_Written instruction_:
Can you convert the material below into a two-column CSV with the headers text and answer? Give one row for each passage of text together with the coordinates that follow it. Put each value in a quoted field, turn line breaks into spaces, and leave out the pictures.
☆ ☆ ☆
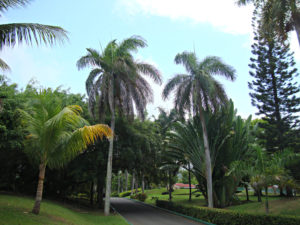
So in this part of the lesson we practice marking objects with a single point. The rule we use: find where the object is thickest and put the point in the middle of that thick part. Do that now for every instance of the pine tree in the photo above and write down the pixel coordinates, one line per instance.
(274, 89)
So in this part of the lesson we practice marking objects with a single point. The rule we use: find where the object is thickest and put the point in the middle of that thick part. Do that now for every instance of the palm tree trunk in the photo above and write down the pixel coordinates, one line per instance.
(247, 192)
(296, 19)
(207, 161)
(143, 183)
(136, 185)
(126, 180)
(39, 192)
(190, 185)
(100, 185)
(110, 150)
(132, 183)
(119, 182)
(267, 200)
(92, 193)
(170, 186)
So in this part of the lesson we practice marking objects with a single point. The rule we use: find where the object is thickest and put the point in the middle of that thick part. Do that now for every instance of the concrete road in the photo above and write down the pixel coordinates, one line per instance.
(139, 214)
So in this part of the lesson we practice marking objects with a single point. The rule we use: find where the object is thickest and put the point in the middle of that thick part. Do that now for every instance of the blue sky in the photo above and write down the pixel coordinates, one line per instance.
(208, 27)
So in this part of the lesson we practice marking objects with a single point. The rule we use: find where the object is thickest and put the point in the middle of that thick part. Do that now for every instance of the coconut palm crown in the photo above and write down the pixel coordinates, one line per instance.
(29, 33)
(116, 83)
(199, 90)
(56, 135)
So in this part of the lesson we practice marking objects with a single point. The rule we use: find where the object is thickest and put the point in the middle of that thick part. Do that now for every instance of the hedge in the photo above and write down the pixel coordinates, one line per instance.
(224, 217)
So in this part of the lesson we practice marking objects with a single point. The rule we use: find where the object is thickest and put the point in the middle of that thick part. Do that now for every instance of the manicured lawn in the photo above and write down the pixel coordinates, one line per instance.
(16, 210)
(277, 205)
(180, 196)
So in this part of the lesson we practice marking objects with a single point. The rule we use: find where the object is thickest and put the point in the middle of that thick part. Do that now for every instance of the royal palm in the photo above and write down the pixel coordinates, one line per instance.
(199, 90)
(116, 84)
(56, 135)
☆ ☆ ☆
_Final answer_:
text,answer
"So in this part of the lesson we practice marking objects with a single point. The rule we use: find where the object is thickest and put the point in the middle of that thick part. Do that now for every instance of the pine tree in the photo above and write down the pixel coordinates, one line per instance.","(274, 89)"
"So in this part of the lesson we practice marking objects with a single point. The rule we use: find where the object is thickest and put the point in the middle of that thick part. Do that now for every instance of the palm tree trunk in the photo above and write down the pixel coordinates, one line per instance.","(247, 192) (296, 19) (207, 161) (143, 183) (136, 185) (126, 180) (39, 192) (190, 185) (100, 185) (110, 150) (132, 183) (119, 182) (267, 200) (92, 193) (170, 186)"
"So in this part of the lesson we practice marking objects with a single point. The rule we use: find where the object is thickest and put the point in the middle of that thick part. Do that now for every instance of the concrete road in the photo above and write down the pixel coordinates, one line per instance.","(139, 214)"
"So in this part of the lesson we practice marking objects with a single point. The rule we use: find where the object is thickest and put the point in the middle of that thick part. Do that now for every instance of the blue sky in the photo above and write down the pixel coordinates, one line per instance.","(208, 27)"
"So in this part of the lesson we practice marking objects with a single point. The rule we use: find where the object is thickest and put the point in the middle of that thick part. Do that now for every instance of the coconut palm crown in the photo above and write down the pixel coordinates, one line per instance.","(29, 33) (116, 83) (199, 90) (56, 135)"
"So in this part of the lesson we practice marking objects with a single point. The rule we use: find where the object is thickest and put the point in the middle of that thick part. Do that now for every instance of the hedge in the photo above and write down the pixel coordinates, one line per instance.","(224, 217)"
"So in this part of the lesson we practice marking objects with a single point. The rule we use: find where the object is thickest and put the point in the middle of that thick part. Do that now for every instance of the manicured lawn in the photo above and write down the pixel coordinates, one line per instance.","(16, 210) (277, 205) (180, 196)"
"So in this part of the lesson we practice marking objects with a single point. The rule we use: find where the object is thickest and put the point in the middle of that thick part. Do that now for every instance of the royal palm in the photo above and write down the pixel coordinates, one line per instance.","(199, 90) (116, 84) (56, 135)"